_What is required_: All of the data that follows should be retyped exactly, please, except the pictures.

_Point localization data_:
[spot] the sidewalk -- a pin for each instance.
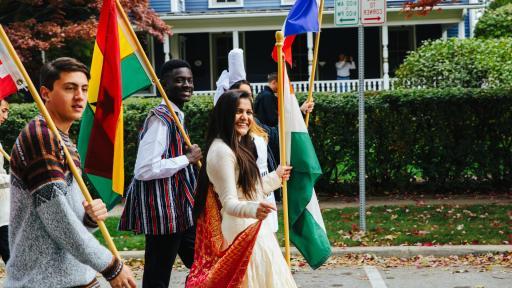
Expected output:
(392, 251)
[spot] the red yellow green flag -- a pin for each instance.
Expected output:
(117, 72)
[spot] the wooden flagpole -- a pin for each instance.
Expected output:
(6, 156)
(154, 77)
(53, 128)
(315, 58)
(282, 139)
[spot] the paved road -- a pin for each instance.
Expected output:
(404, 277)
(373, 277)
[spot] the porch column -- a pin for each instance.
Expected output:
(166, 48)
(235, 40)
(462, 28)
(385, 57)
(310, 52)
(175, 47)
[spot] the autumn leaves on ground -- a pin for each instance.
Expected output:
(423, 225)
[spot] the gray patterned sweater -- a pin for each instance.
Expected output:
(50, 245)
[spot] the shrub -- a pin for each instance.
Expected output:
(495, 23)
(466, 63)
(497, 4)
(417, 140)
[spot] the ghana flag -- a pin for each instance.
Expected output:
(116, 73)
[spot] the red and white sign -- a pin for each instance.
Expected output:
(373, 12)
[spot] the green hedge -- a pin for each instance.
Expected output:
(497, 4)
(495, 23)
(417, 140)
(466, 63)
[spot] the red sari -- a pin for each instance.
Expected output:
(214, 267)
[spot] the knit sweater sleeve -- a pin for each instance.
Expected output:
(38, 161)
(221, 169)
(66, 229)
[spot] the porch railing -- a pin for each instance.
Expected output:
(336, 86)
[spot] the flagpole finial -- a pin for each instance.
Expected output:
(279, 38)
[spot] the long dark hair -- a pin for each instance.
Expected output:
(222, 125)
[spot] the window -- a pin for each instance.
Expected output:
(225, 3)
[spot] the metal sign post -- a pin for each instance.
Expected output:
(362, 166)
(346, 13)
(351, 13)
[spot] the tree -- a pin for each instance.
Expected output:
(39, 25)
(466, 63)
(495, 23)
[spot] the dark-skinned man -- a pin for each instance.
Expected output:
(160, 198)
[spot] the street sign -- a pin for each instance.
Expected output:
(373, 12)
(346, 13)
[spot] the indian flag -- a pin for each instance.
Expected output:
(307, 230)
(117, 72)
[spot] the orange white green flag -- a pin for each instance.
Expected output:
(117, 72)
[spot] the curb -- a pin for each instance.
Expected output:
(391, 251)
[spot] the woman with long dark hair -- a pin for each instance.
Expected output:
(232, 172)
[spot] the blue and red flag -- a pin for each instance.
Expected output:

_Exercise output_:
[spot] the sidewalk -- a pin for each instance.
Expected output:
(392, 251)
[spot] the red yellow green flag -- a pin for each instance.
Expected output:
(117, 72)
[spot] the wooden flagpole -- a pin for each instance.
Expected output:
(6, 156)
(154, 77)
(53, 128)
(315, 58)
(282, 139)
[spot] the paved road -- a pin for each instance.
Expected output:
(404, 277)
(373, 277)
[spot] the porch column -- a pin for each instance.
Expected output:
(166, 48)
(235, 40)
(462, 28)
(385, 57)
(310, 52)
(175, 47)
[spot] the autumn leaves on ground -- a pin for each instance.
Expected output:
(423, 225)
[spot] the gray patterned sweater -- a pin for each instance.
Expected output:
(50, 245)
[spot] the shrub -- a pin for each instance.
Expected output:
(495, 23)
(466, 63)
(497, 4)
(417, 140)
[spot] the ghana flag -- a pin for each instance.
Expected output:
(116, 73)
[spot] the red and white sign -- a pin for each instance.
Expected output:
(373, 12)
[spot] the green hedge -- a pin for each instance.
Expected output:
(497, 4)
(495, 23)
(417, 140)
(466, 63)
[spot] the red sari -- a pin for each instance.
Expected output:
(214, 267)
[spot] the knit sweater sleeve -- a pin for each instance.
Expected output:
(38, 161)
(221, 169)
(66, 229)
[spot] the porch railing -- a pin for each instance.
Expected output:
(336, 86)
[spot] the flagpole finial -- a pin for each instance.
Expected output:
(279, 38)
[spot] the long dark hair -- a pin for each instance.
Expected output:
(222, 125)
[spot] the window -- a pin for each instance.
Expected output:
(225, 3)
[spot] the metal sign post -- a pin for each instance.
Expected output:
(362, 166)
(346, 13)
(351, 13)
[spot] the tree -- a pin for each instance.
Expected output:
(39, 25)
(466, 63)
(495, 23)
[spot] the dark-skinned man -- a pin for each instance.
Expected output:
(160, 198)
[spot] the street sign -- a pin for each instance.
Expected output:
(373, 12)
(346, 13)
[spot] the indian flag -- a pin for each instance.
Expected output:
(307, 230)
(117, 72)
[spot] the orange white green flag -- a pin for each instance.
Expected output:
(117, 72)
[spot] the curb -- a pin for each instance.
Expected output:
(391, 251)
[spot] the woman with long dark hair -- a pin for each instance.
Expected output:
(232, 172)
[spot] the blue and red flag -- a pin for each instance.
Expected output:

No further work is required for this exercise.